**WRITTEN INSTRUCTION**
Render as a numbered list the portion of the data that opens with the line containing "Trail camera triggered overnight. Can you mark every kitchen" and closes with the line containing "[176,79,220,101]", including both of those lines and omitting any blank lines.

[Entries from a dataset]
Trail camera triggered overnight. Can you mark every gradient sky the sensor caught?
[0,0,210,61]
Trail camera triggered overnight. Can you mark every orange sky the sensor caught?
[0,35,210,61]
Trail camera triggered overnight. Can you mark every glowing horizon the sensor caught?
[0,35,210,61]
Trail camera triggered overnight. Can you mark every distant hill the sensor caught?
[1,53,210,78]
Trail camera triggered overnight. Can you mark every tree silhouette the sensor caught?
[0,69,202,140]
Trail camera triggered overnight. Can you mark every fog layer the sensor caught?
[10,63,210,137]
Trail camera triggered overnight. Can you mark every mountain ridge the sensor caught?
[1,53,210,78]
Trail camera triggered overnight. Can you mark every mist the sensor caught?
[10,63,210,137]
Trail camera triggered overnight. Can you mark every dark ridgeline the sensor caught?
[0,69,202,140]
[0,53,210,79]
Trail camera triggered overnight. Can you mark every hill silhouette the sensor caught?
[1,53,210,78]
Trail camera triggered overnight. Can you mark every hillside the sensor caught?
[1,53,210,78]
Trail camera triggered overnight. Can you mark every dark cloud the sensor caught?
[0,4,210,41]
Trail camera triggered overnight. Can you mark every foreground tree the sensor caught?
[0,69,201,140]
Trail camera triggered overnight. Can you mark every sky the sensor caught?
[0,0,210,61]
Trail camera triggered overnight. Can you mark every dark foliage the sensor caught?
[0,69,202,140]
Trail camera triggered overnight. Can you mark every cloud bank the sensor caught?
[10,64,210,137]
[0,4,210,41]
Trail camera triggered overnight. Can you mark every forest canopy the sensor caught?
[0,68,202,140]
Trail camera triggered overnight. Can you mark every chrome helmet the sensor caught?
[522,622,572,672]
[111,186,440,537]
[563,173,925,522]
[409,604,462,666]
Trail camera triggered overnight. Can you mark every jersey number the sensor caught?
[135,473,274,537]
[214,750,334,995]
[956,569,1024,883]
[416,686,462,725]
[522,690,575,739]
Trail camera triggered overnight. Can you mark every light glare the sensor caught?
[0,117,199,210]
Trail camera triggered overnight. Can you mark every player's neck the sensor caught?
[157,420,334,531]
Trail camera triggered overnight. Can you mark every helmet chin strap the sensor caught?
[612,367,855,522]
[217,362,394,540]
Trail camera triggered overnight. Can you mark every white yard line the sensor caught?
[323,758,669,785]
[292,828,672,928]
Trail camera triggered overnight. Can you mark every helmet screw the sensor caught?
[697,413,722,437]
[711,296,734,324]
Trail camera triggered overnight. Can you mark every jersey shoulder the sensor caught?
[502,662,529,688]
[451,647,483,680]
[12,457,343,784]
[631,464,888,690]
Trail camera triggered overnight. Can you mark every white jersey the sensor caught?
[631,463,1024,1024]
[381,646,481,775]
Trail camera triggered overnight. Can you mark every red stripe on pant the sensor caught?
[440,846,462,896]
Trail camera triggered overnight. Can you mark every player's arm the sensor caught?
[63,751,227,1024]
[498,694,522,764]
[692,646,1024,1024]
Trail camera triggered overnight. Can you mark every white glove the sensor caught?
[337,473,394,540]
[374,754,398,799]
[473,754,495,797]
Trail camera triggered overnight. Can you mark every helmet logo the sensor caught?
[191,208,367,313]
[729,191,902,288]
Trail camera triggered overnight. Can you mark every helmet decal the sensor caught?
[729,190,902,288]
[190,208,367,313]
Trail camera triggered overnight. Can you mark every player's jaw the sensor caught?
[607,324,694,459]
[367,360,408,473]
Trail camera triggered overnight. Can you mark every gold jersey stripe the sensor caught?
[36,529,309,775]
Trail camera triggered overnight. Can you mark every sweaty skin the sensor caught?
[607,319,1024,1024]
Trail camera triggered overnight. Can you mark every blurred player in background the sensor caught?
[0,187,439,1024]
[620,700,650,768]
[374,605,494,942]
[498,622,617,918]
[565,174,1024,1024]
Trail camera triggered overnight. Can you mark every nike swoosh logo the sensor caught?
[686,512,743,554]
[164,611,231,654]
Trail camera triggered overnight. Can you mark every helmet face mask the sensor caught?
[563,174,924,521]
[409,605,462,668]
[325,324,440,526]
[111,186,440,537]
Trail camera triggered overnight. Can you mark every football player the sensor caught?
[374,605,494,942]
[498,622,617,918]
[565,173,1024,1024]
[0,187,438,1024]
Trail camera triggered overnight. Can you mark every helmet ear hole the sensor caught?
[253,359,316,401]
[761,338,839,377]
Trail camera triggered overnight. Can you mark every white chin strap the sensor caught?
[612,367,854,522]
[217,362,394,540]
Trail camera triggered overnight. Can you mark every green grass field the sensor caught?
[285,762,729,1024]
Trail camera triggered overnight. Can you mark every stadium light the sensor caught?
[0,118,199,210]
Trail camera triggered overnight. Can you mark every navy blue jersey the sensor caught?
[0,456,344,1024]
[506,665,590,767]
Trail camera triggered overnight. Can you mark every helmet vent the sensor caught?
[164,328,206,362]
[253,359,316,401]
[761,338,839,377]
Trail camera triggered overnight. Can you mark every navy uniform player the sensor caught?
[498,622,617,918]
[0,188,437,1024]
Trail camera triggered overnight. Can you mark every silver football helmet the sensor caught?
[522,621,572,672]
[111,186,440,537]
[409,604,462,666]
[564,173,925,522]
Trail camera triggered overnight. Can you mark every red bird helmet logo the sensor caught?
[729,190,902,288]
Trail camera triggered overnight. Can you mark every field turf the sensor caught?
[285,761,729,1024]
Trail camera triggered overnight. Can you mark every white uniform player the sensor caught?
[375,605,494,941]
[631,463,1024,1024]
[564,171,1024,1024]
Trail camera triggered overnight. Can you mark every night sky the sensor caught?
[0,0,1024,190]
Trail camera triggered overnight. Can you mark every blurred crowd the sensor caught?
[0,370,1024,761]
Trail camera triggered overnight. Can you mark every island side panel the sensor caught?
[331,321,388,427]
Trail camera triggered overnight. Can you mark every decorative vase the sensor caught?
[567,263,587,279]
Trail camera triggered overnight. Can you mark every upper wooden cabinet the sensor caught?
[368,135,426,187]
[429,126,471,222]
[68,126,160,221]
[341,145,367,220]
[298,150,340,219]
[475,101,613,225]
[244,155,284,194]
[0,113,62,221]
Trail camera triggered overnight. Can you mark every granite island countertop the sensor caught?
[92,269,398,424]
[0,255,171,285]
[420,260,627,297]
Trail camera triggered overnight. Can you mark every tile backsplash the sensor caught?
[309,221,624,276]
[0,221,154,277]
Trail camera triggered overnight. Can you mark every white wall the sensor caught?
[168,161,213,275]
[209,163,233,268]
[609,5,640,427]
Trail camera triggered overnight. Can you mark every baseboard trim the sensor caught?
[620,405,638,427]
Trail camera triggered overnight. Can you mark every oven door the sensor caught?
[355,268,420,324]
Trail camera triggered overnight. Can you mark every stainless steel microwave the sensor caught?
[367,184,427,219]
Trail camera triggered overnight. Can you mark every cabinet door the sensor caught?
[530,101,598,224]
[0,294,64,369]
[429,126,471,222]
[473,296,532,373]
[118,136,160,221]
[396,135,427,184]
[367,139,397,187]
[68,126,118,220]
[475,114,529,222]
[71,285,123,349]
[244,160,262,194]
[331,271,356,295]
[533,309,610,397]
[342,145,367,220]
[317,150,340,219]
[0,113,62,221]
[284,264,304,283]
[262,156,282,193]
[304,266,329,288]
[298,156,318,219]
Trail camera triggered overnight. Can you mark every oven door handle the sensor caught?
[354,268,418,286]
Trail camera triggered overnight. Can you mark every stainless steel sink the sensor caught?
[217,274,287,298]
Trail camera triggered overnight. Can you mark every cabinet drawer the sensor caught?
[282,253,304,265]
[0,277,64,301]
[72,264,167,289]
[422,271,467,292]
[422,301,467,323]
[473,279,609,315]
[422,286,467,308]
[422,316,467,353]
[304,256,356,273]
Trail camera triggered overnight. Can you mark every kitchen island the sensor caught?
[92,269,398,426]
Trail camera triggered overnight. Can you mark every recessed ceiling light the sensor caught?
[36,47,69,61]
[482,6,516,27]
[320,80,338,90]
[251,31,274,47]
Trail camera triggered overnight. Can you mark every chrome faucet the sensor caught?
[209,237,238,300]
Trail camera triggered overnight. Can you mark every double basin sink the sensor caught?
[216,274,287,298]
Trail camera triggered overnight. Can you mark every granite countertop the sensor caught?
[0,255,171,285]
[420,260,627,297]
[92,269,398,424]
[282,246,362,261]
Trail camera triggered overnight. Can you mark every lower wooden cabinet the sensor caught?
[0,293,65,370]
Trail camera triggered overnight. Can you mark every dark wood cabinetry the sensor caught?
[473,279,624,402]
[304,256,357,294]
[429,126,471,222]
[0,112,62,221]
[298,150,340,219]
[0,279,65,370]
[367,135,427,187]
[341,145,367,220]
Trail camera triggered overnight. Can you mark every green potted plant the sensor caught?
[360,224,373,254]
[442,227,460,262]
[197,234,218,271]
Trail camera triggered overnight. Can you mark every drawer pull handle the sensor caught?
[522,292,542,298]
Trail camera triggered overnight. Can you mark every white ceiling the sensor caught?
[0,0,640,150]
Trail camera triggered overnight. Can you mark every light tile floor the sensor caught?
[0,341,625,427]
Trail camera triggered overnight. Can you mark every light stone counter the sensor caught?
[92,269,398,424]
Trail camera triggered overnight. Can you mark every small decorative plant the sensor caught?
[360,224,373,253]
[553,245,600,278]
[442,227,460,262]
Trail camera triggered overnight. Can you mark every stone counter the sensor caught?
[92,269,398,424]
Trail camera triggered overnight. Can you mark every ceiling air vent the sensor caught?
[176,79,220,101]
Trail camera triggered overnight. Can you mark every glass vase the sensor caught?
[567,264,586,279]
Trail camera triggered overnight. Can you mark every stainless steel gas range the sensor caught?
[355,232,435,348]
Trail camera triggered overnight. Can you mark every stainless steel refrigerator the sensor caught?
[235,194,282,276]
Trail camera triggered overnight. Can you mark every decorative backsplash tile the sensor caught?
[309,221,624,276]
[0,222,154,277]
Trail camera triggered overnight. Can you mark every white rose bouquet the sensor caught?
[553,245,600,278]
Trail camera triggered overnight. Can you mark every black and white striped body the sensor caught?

**SOLUTION BELOW**
1. Trail camera triggered overnight. Can you mark every kitchen island the sensor caught?
2. [92,269,398,426]
3. Trail camera triggered overnight. Can you mark every recessed ceiling light the sensor caught?
4. [36,47,69,61]
5. [482,6,516,27]
6. [320,80,338,90]
7. [251,31,274,47]
8. Trail camera triggered overnight. Can you mark every chrome faucet the sensor caught?
9. [209,237,238,300]
10. Trail camera triggered overnight. Can you mark every double basin sink the sensor caught?
11. [216,274,287,298]
12. Trail camera triggered overnight. Can you mark every granite countertop the sensor caught?
13. [0,255,171,285]
14. [420,260,627,297]
15. [92,269,398,424]
16. [282,246,362,261]
17. Trail camera triggered overnight. Can you mark every lower wooden cabinet the sensor caught?
18. [0,293,65,370]
19. Trail camera triggered overnight. Can you mark every dark wood cabinetry the sensor caught?
20. [473,279,624,402]
21. [304,256,357,294]
22. [429,126,471,222]
23. [0,112,62,221]
24. [298,150,340,219]
25. [0,279,65,370]
26. [367,135,427,187]
27. [341,145,367,220]
28. Trail camera triggered overnight. Can you mark every green potted plant the sensor caught?
29. [360,224,373,254]
30. [442,227,460,262]
31. [197,234,218,271]
32. Trail camera triggered overnight. Can you mark every drawer pull handle the sensor caught?
33. [522,292,542,298]
34. Trail camera triggered overnight. Can you mark every white ceiling the sensor caught?
35. [0,0,640,150]
36. Trail camera triggered overnight. Can you mark every light tile floor the sensor caught?
37. [0,341,625,427]
38. Trail camera triggered overnight. Can you mark every light stone counter the sensor caught?
39. [92,269,398,424]
40. Trail camera triggered overnight. Can you mark every small decorative plant the sensor caught?
41. [360,224,373,253]
42. [553,245,600,278]
43. [442,227,460,262]
44. Trail camera triggered overnight. Can you mark every stone counter the sensor caught?
45. [92,269,398,424]
46. Trail camera triggered overnight. Can you mark every ceiling air vent the sensor caught?
47. [176,79,220,101]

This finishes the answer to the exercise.